# Sig Request



## slapshot (May 4, 2007)

First off if I thought I could do a sweet sig Id try not to bug you guys but I suck at this stuff. 

IDK if you can GIF it but if not thats cool.



I would like a few fighters on there in priority order,

Nate Diaz (no offense Nick) If you can find the shot of him flipping off the world and subbing Pellegrino that would be sweet

Keith Jardine dropping chuck.

Mike swick fight stance or W/E.

Gina Carano she had some good kicks against Kedzie.

Jon Fitch any shot would work.

Id donate 10 bucks to the site for a supper sweet sig, I know people do them for free but I only have video of Carano and the quality is not that great anyway its here. http://www.youtube.com/watch?v=fM4_W93POTQ 
That or Id sponsor a lifetime membership for one person and donate it to the mods to give to a winner of a competition or W/E. 
Anyway let me know

Thanks, 
Slapshot

P.S. I started looking around the showroom and noticed a few people dont have memberships, If you dont have a lifetime membership and I pick your Sig Ill sponsor your membership, If you do have a lifetime membership Ill donate like I said.

------------

## List of tasks:
(1) Name the fighters that the signature request post wants on the signature, in the priority order it gives.
(2) Carry the signature request post further, starting after its last sentence.

Collection entries:
------------

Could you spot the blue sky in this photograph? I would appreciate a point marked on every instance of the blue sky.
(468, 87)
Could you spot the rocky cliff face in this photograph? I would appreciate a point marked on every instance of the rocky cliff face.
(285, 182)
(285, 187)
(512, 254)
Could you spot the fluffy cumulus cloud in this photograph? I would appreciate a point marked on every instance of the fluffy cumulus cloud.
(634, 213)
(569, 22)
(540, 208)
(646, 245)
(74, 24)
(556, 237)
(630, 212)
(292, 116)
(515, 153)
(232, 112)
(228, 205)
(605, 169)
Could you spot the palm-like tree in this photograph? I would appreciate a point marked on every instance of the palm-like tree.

------------

## Final results:
(1) Nate Diaz, Keith Jardine, Mike Swick, Gina Carano, Jon Fitch

(2)
----------



## slapshot (May 4, 2007)

Something like "Slapshot's Hotshots" or whatnot I like red but I like a lot of colors, I just want a tough Sig thats original so I dont want to dictate too much. 

Sorry for the lack of info /eek


----------



## plazzman (Mar 29, 2007)

Here's a "shot". Prob won't be the best, but w.e.










PS: If you do for some reason use this, and would still like to donate, I have two good members in mind.


----------



## slapshot (May 4, 2007)

Ill do both if someone comes up with something that blows me away and they have yet to get membership Ill hook em up and all rock this thanks bud that was fast! 

PM me w/the members or whatever way you want to work it out.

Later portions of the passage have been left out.